Trataremos en primer lugar de percibir hasta qué punto para Francisco la Fraternidad de los Menores ha de estar enteramente bajo la moción del Espíritu Santo.
1. El Espíritu Santo es quien la reúne inicialmente. Entrar en la familia franciscana es querer «guardar el santo Evangelio de nuestro Señor Jesucristo» (2 R 1,1), o, lo que viene a ser lo mismo, «seguir la doctrina y las huellas de nuestro Señor Jesucristo» (1 R 1,1). Se trata, pues, de reconocer plenamente el Señorío de Cristo sobre nuestra vida. Ahora bien, Francisco no deja de afirmar, siguiendo a san Pablo, que semejante decisión sólo puede tomarse bajo la acción del Espíritu: «Nadie puede decir: Jesús es el Señor (es mi Señor), sino en el Espíritu Santo». Por eso, es la «inspiración divina», el soplo del Espíritu de Dios, quien reúne la Orden suscitando el deseo de compartir la vida evangélica de los hermanos. Nuestra vida franciscana es por naturaleza de orden carismático. Mana de un don del Espíritu que produce en nosotros una adhesión particular a Cristo, una voluntad de someternos a su Señorío sometiéndonos totalmente a su Palabra, un gusto de Cristo como del único sentido posible de nuestras vidas.
2. Asimismo, Francisco moribundo «recomendó el santo Evangelio por encima de todas las demás disposiciones» (2 Cel 216). Para Francisco el Evangelio no es un código de leyes. Contiene las palabras del Señor que son «Espíritu y Vida». Se comprende que Francisco haya podido escribir en la Forma de vida para santa Clara y sus hermanas: «Os habéis desposado con el Espíritu Santo, eligiendo vivir según la perfección del santo Evangelio».
3. El ingreso en la Orden presupone una ruptura, el «libelo de repudio» dado al mundo (2 Cel 80): «Ve, vende cuanto tienes, dalo a los pobres... y luego ven y sígueme», dice Cristo a aquel que quiere seguirle (Mt 19,21). Este gesto previo de ruptura con el «mundo», en el sentido joánico de la palabra, y de solidaridad con los pobres, víctimas del pecado del mundo y primeros beneficiarios del Reino, depende también él del Espíritu. Sólo el Espíritu de amor puede inspirar la «voluntad espiritual» (1 R 2,11) y asegurar que la realización de tal gesto sea «según el Espíritu», «en el Espíritu». Por eso precisamente los hermanos se guardarán de entrometerse en ello (1 R 2,5; 2 R 2,7).

| Tareas por realizar |
a) Cite literalmente un pasaje del texto sobre la Fraternidad franciscana y el Espíritu Santo. Comience en las palabras «3. El ingreso» y concluya tras «2,5; 2 R 2,7).».
b) Según el texto sobre la Fraternidad franciscana y el Espíritu Santo, ¿qué recomendó Francisco moribundo por encima de todas las demás disposiciones?
c) Prosiga el texto sobre la Fraternidad franciscana y el Espíritu Santo a partir de su última oración.

| Material proporcionado |
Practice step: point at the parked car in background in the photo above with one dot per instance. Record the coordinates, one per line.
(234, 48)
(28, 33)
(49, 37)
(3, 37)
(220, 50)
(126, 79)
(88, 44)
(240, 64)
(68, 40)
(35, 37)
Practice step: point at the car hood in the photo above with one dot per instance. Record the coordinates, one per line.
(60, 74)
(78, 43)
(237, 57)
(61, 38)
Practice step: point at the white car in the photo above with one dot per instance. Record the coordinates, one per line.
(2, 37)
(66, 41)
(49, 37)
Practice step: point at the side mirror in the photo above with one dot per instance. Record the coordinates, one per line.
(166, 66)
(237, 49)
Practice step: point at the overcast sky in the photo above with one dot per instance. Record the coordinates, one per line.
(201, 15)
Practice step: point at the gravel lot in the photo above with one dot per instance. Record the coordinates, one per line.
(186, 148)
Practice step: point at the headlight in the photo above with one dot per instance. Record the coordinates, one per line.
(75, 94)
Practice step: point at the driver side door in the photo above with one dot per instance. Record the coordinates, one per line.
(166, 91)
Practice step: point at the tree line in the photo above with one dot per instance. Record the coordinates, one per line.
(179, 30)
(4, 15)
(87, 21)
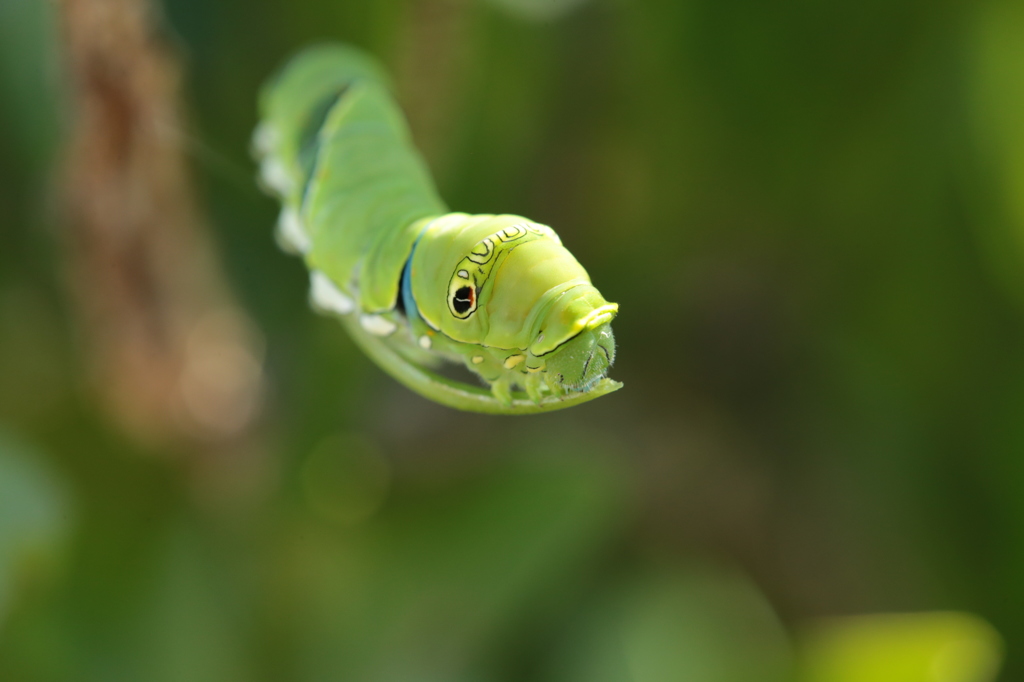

| Respuestas obtenidas |
a)
3. El ingreso en la Orden presupone una ruptura, el «libelo de repudio» dado al mundo (2 Cel 80): «Ve, vende cuanto tienes, dalo a los pobres... y luego ven y sígueme», dice Cristo a aquel que quiere seguirle (Mt 19,21). Este gesto previo de ruptura con el «mundo», en el sentido joánico de la palabra, y de solidaridad con los pobres, víctimas del pecado del mundo y primeros beneficiarios del Reino, depende también él del Espíritu. Sólo el Espíritu de amor puede inspirar la «voluntad espiritual» (1 R 2,11) y asegurar que la realización de tal gesto sea «según el Espíritu», «en el Espíritu». Por eso precisamente los hermanos se guardarán de entrometerse en ello (1 R 2,5; 2 R 2,7).

b) El santo Evangelio.

c)
4. Así reunida por la acción del Espíritu, la Fraternidad franciscana se compone de «hermanos espirituales», de hermanos según el Espíritu. No son las llamadas de la carne y de la sangre ni una común y amistosa decisión de agregarse las que han agrupado a los hermanos: el Señor los ha dado los unos a los otros (Test 14). El lazo que los une es por tanto la acción misma del Espíritu, y este lazo es más íntimo que el lazo natural más fuerte: el afecto de la madre a su hijo: «Y dondequiera que estén y se encuentren unos con otros los hermanos, condúzcanse mutuamente con familiaridad entre sí. Y exponga confiadamente el uno al otro su necesidad, porque si la madre nutre y quiere a su hijo carnal, ¿cuánto más amorosamente debe cada uno querer y nutrir a su hermano espiritual?» (2 R 6,7-8).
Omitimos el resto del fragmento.